** start **

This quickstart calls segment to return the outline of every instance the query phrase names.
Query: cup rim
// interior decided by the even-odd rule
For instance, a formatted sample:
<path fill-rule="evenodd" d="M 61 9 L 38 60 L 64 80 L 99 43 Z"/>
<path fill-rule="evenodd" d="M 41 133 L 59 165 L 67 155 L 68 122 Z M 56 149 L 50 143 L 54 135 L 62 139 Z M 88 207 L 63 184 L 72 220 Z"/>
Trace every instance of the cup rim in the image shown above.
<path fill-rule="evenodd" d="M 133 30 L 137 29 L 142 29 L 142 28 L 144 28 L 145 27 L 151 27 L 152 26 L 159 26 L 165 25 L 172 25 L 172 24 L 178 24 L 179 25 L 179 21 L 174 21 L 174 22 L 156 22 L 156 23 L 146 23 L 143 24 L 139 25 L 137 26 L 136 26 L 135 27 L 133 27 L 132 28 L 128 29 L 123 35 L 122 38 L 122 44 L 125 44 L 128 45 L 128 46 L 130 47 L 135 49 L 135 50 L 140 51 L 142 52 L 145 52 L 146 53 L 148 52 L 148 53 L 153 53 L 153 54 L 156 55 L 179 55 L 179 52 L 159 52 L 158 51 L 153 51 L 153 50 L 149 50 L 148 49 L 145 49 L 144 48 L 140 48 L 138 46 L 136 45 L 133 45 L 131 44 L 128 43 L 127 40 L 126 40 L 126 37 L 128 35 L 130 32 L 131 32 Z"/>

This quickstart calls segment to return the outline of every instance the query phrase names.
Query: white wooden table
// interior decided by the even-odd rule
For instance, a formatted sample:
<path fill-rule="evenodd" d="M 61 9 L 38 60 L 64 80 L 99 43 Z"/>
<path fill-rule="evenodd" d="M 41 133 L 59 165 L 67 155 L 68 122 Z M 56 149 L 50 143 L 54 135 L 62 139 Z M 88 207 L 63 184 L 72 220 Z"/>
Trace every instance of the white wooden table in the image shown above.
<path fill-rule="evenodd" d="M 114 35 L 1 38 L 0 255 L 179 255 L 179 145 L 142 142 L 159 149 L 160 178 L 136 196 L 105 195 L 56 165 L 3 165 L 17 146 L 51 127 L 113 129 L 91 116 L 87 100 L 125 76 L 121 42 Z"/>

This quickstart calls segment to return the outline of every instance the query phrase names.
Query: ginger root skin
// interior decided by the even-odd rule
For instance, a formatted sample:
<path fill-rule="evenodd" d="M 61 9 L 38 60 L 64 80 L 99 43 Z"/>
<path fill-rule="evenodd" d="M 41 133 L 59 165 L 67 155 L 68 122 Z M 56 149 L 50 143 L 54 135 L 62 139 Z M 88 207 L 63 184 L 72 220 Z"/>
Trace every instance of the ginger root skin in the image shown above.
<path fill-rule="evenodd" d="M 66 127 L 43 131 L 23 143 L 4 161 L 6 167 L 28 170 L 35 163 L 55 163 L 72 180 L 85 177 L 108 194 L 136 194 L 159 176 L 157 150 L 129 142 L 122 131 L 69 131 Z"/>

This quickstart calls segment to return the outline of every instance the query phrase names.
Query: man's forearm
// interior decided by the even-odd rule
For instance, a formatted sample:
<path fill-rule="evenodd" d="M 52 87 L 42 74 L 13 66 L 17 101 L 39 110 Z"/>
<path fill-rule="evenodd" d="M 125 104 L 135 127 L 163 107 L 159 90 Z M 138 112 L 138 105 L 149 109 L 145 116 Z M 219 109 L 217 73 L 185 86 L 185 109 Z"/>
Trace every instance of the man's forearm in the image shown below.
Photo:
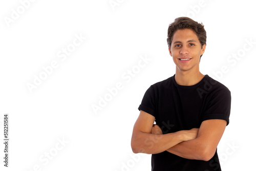
<path fill-rule="evenodd" d="M 188 159 L 208 161 L 211 157 L 208 153 L 206 144 L 202 143 L 200 139 L 195 139 L 183 141 L 169 148 L 167 152 Z"/>
<path fill-rule="evenodd" d="M 164 135 L 138 133 L 132 141 L 133 151 L 135 153 L 158 154 L 182 142 L 180 132 Z"/>

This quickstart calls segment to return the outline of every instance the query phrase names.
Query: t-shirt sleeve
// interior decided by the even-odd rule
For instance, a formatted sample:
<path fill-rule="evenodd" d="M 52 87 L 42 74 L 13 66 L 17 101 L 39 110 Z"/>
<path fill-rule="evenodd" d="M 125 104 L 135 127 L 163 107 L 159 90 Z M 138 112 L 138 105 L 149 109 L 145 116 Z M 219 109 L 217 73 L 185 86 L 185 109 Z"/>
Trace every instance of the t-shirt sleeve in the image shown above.
<path fill-rule="evenodd" d="M 208 119 L 223 119 L 229 123 L 231 94 L 228 89 L 215 92 L 207 105 L 202 117 L 202 121 Z"/>
<path fill-rule="evenodd" d="M 151 86 L 146 91 L 139 106 L 139 110 L 142 110 L 156 117 L 156 99 L 154 88 Z"/>

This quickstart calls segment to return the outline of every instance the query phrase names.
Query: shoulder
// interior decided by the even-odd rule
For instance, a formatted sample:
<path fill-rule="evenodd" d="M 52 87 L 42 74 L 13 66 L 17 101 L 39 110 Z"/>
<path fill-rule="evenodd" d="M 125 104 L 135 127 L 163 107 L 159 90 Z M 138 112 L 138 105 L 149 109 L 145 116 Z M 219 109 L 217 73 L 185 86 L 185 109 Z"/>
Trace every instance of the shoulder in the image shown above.
<path fill-rule="evenodd" d="M 205 76 L 205 79 L 202 86 L 203 86 L 203 89 L 208 92 L 209 95 L 230 95 L 230 91 L 227 87 L 207 75 Z"/>
<path fill-rule="evenodd" d="M 167 87 L 170 87 L 173 82 L 173 77 L 174 76 L 172 76 L 164 80 L 157 82 L 154 84 L 152 84 L 151 87 L 154 88 L 154 89 L 162 89 Z"/>

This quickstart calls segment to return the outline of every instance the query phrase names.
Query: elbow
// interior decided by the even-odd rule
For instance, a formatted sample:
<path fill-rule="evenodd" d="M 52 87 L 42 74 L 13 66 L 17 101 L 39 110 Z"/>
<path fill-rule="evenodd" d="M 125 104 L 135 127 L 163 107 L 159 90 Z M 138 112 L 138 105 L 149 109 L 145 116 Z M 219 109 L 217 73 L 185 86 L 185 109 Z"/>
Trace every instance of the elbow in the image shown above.
<path fill-rule="evenodd" d="M 210 160 L 214 156 L 216 151 L 212 149 L 205 148 L 202 151 L 202 152 L 200 155 L 200 160 L 205 161 Z"/>
<path fill-rule="evenodd" d="M 136 143 L 136 141 L 135 141 L 132 140 L 131 146 L 132 147 L 132 150 L 133 151 L 133 152 L 134 153 L 148 154 L 147 153 L 146 153 L 145 149 L 144 148 L 142 148 L 138 143 Z"/>
<path fill-rule="evenodd" d="M 133 151 L 133 152 L 135 154 L 139 153 L 138 148 L 136 147 L 136 146 L 132 142 L 131 145 L 132 146 L 132 150 Z"/>
<path fill-rule="evenodd" d="M 135 154 L 139 153 L 139 150 L 138 149 L 138 145 L 136 143 L 136 141 L 133 138 L 132 138 L 132 142 L 131 143 L 131 146 L 132 147 L 132 150 L 133 152 Z"/>

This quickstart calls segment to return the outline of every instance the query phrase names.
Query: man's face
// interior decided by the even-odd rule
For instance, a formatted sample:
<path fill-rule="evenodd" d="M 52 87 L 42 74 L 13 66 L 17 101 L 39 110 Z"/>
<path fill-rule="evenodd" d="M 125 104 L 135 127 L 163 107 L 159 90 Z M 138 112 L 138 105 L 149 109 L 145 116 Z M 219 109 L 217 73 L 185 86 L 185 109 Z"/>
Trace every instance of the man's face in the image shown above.
<path fill-rule="evenodd" d="M 205 49 L 201 47 L 197 35 L 191 29 L 178 30 L 174 33 L 169 52 L 176 68 L 180 71 L 199 70 L 200 56 Z"/>

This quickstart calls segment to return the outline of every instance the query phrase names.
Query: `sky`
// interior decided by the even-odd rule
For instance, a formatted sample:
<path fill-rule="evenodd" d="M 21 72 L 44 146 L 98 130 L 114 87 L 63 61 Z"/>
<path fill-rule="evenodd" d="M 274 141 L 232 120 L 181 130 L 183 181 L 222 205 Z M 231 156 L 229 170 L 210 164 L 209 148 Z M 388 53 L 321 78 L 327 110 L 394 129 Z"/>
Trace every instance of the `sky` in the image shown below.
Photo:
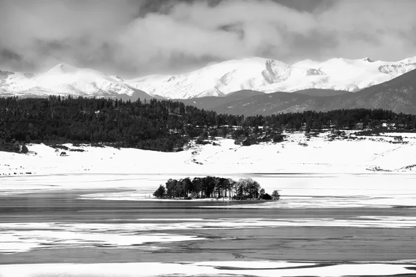
<path fill-rule="evenodd" d="M 416 56 L 414 0 L 0 0 L 0 69 L 139 77 L 263 57 Z"/>

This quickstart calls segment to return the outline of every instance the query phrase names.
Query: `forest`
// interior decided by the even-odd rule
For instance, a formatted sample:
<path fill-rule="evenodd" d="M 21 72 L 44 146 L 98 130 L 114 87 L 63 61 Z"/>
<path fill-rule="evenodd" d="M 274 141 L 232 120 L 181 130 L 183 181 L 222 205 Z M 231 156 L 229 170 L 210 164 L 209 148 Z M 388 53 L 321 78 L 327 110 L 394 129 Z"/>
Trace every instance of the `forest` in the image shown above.
<path fill-rule="evenodd" d="M 236 200 L 263 199 L 278 200 L 277 190 L 272 195 L 266 193 L 260 184 L 251 178 L 241 178 L 236 181 L 229 178 L 207 176 L 180 180 L 169 179 L 166 187 L 159 185 L 153 193 L 157 198 L 184 199 L 229 197 Z"/>
<path fill-rule="evenodd" d="M 101 143 L 114 147 L 178 151 L 208 136 L 248 137 L 259 132 L 323 129 L 416 129 L 416 116 L 383 109 L 340 109 L 248 116 L 217 114 L 180 102 L 89 98 L 0 98 L 0 150 L 30 143 Z"/>

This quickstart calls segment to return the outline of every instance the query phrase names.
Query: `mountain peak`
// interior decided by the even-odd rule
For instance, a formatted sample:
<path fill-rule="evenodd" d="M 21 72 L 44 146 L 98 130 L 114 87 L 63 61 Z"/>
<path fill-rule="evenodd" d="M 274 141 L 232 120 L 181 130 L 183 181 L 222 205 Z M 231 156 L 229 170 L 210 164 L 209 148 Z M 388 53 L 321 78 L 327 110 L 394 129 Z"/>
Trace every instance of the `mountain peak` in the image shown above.
<path fill-rule="evenodd" d="M 65 74 L 65 73 L 73 73 L 78 70 L 78 68 L 71 66 L 71 64 L 66 64 L 64 62 L 58 64 L 55 66 L 52 67 L 48 71 L 49 73 L 55 74 Z"/>

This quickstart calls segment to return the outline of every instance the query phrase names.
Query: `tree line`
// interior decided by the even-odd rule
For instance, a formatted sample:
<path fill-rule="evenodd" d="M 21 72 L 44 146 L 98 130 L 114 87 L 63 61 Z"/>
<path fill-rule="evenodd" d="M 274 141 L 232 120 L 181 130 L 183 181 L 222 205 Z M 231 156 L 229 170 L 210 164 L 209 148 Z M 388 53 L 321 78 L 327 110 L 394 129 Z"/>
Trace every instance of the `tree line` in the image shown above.
<path fill-rule="evenodd" d="M 251 178 L 241 178 L 236 181 L 229 178 L 207 176 L 205 177 L 189 177 L 176 180 L 169 179 L 166 186 L 159 185 L 153 193 L 157 198 L 222 198 L 234 199 L 278 200 L 280 195 L 277 190 L 272 195 L 266 193 L 260 184 Z"/>
<path fill-rule="evenodd" d="M 17 141 L 105 143 L 172 152 L 193 138 L 248 137 L 265 130 L 319 132 L 375 128 L 382 123 L 416 129 L 416 116 L 383 109 L 339 109 L 245 117 L 217 114 L 167 100 L 132 102 L 88 98 L 0 98 L 0 150 Z"/>

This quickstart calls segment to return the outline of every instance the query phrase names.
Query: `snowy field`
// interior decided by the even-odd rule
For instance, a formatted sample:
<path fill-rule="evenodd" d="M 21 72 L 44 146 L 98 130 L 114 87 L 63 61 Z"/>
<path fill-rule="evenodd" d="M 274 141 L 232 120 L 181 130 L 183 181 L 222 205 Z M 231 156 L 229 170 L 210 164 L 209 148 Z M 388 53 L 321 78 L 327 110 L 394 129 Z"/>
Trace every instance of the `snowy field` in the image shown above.
<path fill-rule="evenodd" d="M 402 142 L 395 142 L 395 136 L 397 136 L 403 137 Z M 413 166 L 416 165 L 416 134 L 388 133 L 361 138 L 331 140 L 329 133 L 310 138 L 303 134 L 290 134 L 281 143 L 261 143 L 250 147 L 236 145 L 233 140 L 217 138 L 216 143 L 220 145 L 219 146 L 191 144 L 184 151 L 176 153 L 88 145 L 76 147 L 70 144 L 65 145 L 69 150 L 64 150 L 68 154 L 64 157 L 57 155 L 54 148 L 43 144 L 28 145 L 29 150 L 33 152 L 28 154 L 1 152 L 0 197 L 6 197 L 3 199 L 12 197 L 9 199 L 10 203 L 13 203 L 12 197 L 19 195 L 25 197 L 26 193 L 40 195 L 39 199 L 33 198 L 33 201 L 47 202 L 49 198 L 42 199 L 48 193 L 71 193 L 76 190 L 77 193 L 71 200 L 80 202 L 76 203 L 91 201 L 94 205 L 96 203 L 94 202 L 99 201 L 104 203 L 101 205 L 105 205 L 105 203 L 116 200 L 116 205 L 125 202 L 129 203 L 128 205 L 134 206 L 135 203 L 149 203 L 155 200 L 152 193 L 169 178 L 207 175 L 229 177 L 234 180 L 251 177 L 267 193 L 278 190 L 282 197 L 278 202 L 234 202 L 232 205 L 221 203 L 217 205 L 217 202 L 226 201 L 222 199 L 210 199 L 208 204 L 191 201 L 196 211 L 203 211 L 207 215 L 211 213 L 207 217 L 186 215 L 182 218 L 180 215 L 179 218 L 170 218 L 168 215 L 162 217 L 149 215 L 146 218 L 137 216 L 135 218 L 135 213 L 128 213 L 121 218 L 117 217 L 117 215 L 121 214 L 114 213 L 111 215 L 112 219 L 103 217 L 94 222 L 85 222 L 77 221 L 80 217 L 76 217 L 76 213 L 69 214 L 72 220 L 61 220 L 59 213 L 45 213 L 44 215 L 44 212 L 40 211 L 40 218 L 44 216 L 47 220 L 32 220 L 31 214 L 26 217 L 25 212 L 17 213 L 20 217 L 13 221 L 8 217 L 7 213 L 3 213 L 6 215 L 0 217 L 0 259 L 10 258 L 7 260 L 10 262 L 0 265 L 0 276 L 341 276 L 415 274 L 415 270 L 411 269 L 415 268 L 415 261 L 385 262 L 390 260 L 383 256 L 384 251 L 377 248 L 382 248 L 383 244 L 376 245 L 384 242 L 390 243 L 391 244 L 388 244 L 387 247 L 391 247 L 390 252 L 399 251 L 400 247 L 404 247 L 401 245 L 404 245 L 401 244 L 412 247 L 413 244 L 406 240 L 409 240 L 408 233 L 401 236 L 397 235 L 397 232 L 411 232 L 416 226 L 416 217 L 413 211 L 416 206 L 416 175 L 413 171 L 416 170 L 416 166 Z M 107 190 L 117 190 L 105 191 Z M 168 206 L 169 203 L 181 202 L 178 200 L 159 201 L 163 202 L 164 207 Z M 396 213 L 394 211 L 397 209 L 390 208 L 393 207 L 399 208 L 399 210 L 402 211 L 404 210 L 401 209 L 406 209 L 407 213 L 400 213 L 400 211 Z M 88 208 L 85 208 L 85 216 L 89 213 Z M 94 210 L 94 208 L 91 208 Z M 124 208 L 120 208 L 123 212 Z M 199 210 L 200 208 L 202 210 Z M 331 208 L 341 212 L 325 213 L 325 211 Z M 353 215 L 349 214 L 348 210 L 343 210 L 349 208 L 358 208 L 356 211 L 359 213 Z M 278 213 L 273 215 L 273 211 L 279 209 L 294 209 L 299 213 L 293 217 L 290 215 L 281 217 Z M 303 214 L 302 209 L 324 212 L 319 216 L 306 216 Z M 388 209 L 393 212 L 384 214 L 376 209 Z M 252 215 L 239 217 L 239 213 L 240 215 L 244 213 L 242 211 Z M 267 211 L 268 216 L 256 215 L 255 213 L 259 211 L 259 213 Z M 370 211 L 367 213 L 367 211 Z M 224 217 L 220 215 L 222 211 Z M 160 215 L 164 215 L 161 213 Z M 235 213 L 237 217 L 233 217 L 233 213 Z M 37 216 L 37 213 L 35 214 Z M 217 214 L 220 215 L 215 215 Z M 94 213 L 92 215 L 92 218 L 94 218 Z M 73 217 L 71 217 L 72 215 Z M 381 257 L 384 262 L 322 263 L 307 260 L 310 262 L 305 263 L 261 260 L 261 257 L 264 257 L 263 260 L 269 259 L 270 255 L 274 253 L 272 248 L 267 252 L 270 247 L 267 240 L 278 239 L 274 237 L 277 235 L 275 230 L 284 230 L 281 231 L 284 232 L 281 235 L 286 233 L 290 235 L 293 231 L 291 229 L 293 228 L 299 232 L 296 233 L 299 237 L 294 237 L 294 244 L 290 244 L 291 247 L 286 249 L 288 251 L 292 249 L 291 257 L 296 257 L 300 253 L 297 252 L 298 247 L 295 244 L 299 238 L 306 238 L 311 230 L 322 229 L 323 237 L 316 245 L 328 249 L 309 244 L 308 239 L 302 247 L 306 247 L 305 251 L 310 247 L 312 253 L 314 251 L 324 252 L 327 257 L 331 255 L 331 251 L 336 253 L 339 246 L 331 244 L 335 242 L 327 240 L 325 236 L 331 232 L 347 232 L 336 238 L 340 240 L 340 243 L 356 248 L 372 249 L 372 247 L 376 247 L 375 251 L 379 252 L 374 253 L 377 253 L 377 257 Z M 386 231 L 387 235 L 381 231 L 381 235 L 377 235 L 375 238 L 367 238 L 366 236 L 374 235 L 374 232 L 378 233 L 376 230 L 381 229 L 390 231 Z M 356 238 L 354 230 L 361 235 Z M 228 232 L 236 233 L 228 236 Z M 186 249 L 193 247 L 195 249 L 199 249 L 194 251 L 203 251 L 204 247 L 210 249 L 213 245 L 215 247 L 221 246 L 223 244 L 221 241 L 227 241 L 224 245 L 232 247 L 232 244 L 237 245 L 234 244 L 238 243 L 239 236 L 247 235 L 245 240 L 250 240 L 257 238 L 259 232 L 266 233 L 264 237 L 259 237 L 263 240 L 253 243 L 261 243 L 267 251 L 255 261 L 229 260 L 234 252 L 224 250 L 225 252 L 221 254 L 226 257 L 224 262 L 214 262 L 205 257 L 180 260 L 183 262 L 171 262 L 169 258 L 171 256 L 166 256 L 162 257 L 168 262 L 164 263 L 131 262 L 132 260 L 128 260 L 128 262 L 97 264 L 100 262 L 99 259 L 91 264 L 56 264 L 53 261 L 36 265 L 31 262 L 31 257 L 33 257 L 30 256 L 32 253 L 35 256 L 40 255 L 38 254 L 40 253 L 49 257 L 55 253 L 56 255 L 64 255 L 56 251 L 65 249 L 69 253 L 75 253 L 75 256 L 82 254 L 82 257 L 87 257 L 89 251 L 100 249 L 159 253 L 160 255 L 163 255 L 162 253 L 164 249 L 170 249 L 179 251 L 177 253 L 183 251 L 186 253 Z M 219 242 L 216 240 L 219 240 Z M 347 240 L 344 242 L 343 240 Z M 372 244 L 366 247 L 365 242 L 368 240 Z M 240 251 L 252 247 L 249 242 L 246 243 L 248 246 L 241 245 Z M 184 250 L 181 248 L 182 247 Z M 352 249 L 354 248 L 349 251 Z M 404 255 L 416 255 L 413 250 L 409 250 L 408 247 L 406 249 L 407 252 Z M 363 251 L 364 252 L 359 253 L 361 260 L 365 259 L 362 257 L 365 256 L 367 249 Z M 395 255 L 395 257 L 401 257 L 400 253 Z M 24 260 L 24 263 L 27 264 L 19 265 L 22 262 L 19 262 L 18 265 L 8 265 L 14 263 L 13 257 L 19 257 L 19 260 Z M 42 259 L 42 256 L 40 257 Z M 310 256 L 306 255 L 305 257 Z M 58 260 L 58 262 L 60 260 Z M 70 262 L 64 258 L 62 260 Z M 157 260 L 150 260 L 153 261 Z"/>
<path fill-rule="evenodd" d="M 290 134 L 281 143 L 250 147 L 218 138 L 220 146 L 191 145 L 176 153 L 67 144 L 84 152 L 65 150 L 68 156 L 60 157 L 52 148 L 32 145 L 36 155 L 1 153 L 0 193 L 121 188 L 130 191 L 83 197 L 144 200 L 169 178 L 214 175 L 252 177 L 269 193 L 279 190 L 281 200 L 256 206 L 262 208 L 415 205 L 416 134 L 331 141 L 329 135 Z M 403 142 L 394 143 L 399 135 Z"/>
<path fill-rule="evenodd" d="M 412 172 L 416 164 L 416 134 L 392 133 L 361 139 L 330 141 L 329 133 L 306 138 L 288 134 L 281 143 L 243 147 L 218 138 L 220 145 L 196 145 L 175 153 L 137 149 L 74 147 L 67 157 L 43 144 L 28 145 L 37 155 L 2 152 L 0 176 L 64 173 L 232 174 L 368 173 L 372 170 Z M 400 135 L 403 141 L 394 143 Z M 352 137 L 355 137 L 351 135 Z M 74 152 L 71 150 L 83 150 Z M 62 150 L 61 150 L 62 151 Z"/>
<path fill-rule="evenodd" d="M 33 276 L 358 276 L 413 274 L 414 265 L 331 265 L 288 262 L 205 262 L 177 263 L 46 264 L 0 265 L 2 277 Z M 94 272 L 93 275 L 91 275 Z"/>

** end **

● EXERCISE TASK
Extract every line of the items above that contains the string "sleeve", matching case exactly.

● ANSWER TO THIS TASK
Query: t-shirt sleeve
Trace every instance of the t-shirt sleeve in the image shown above.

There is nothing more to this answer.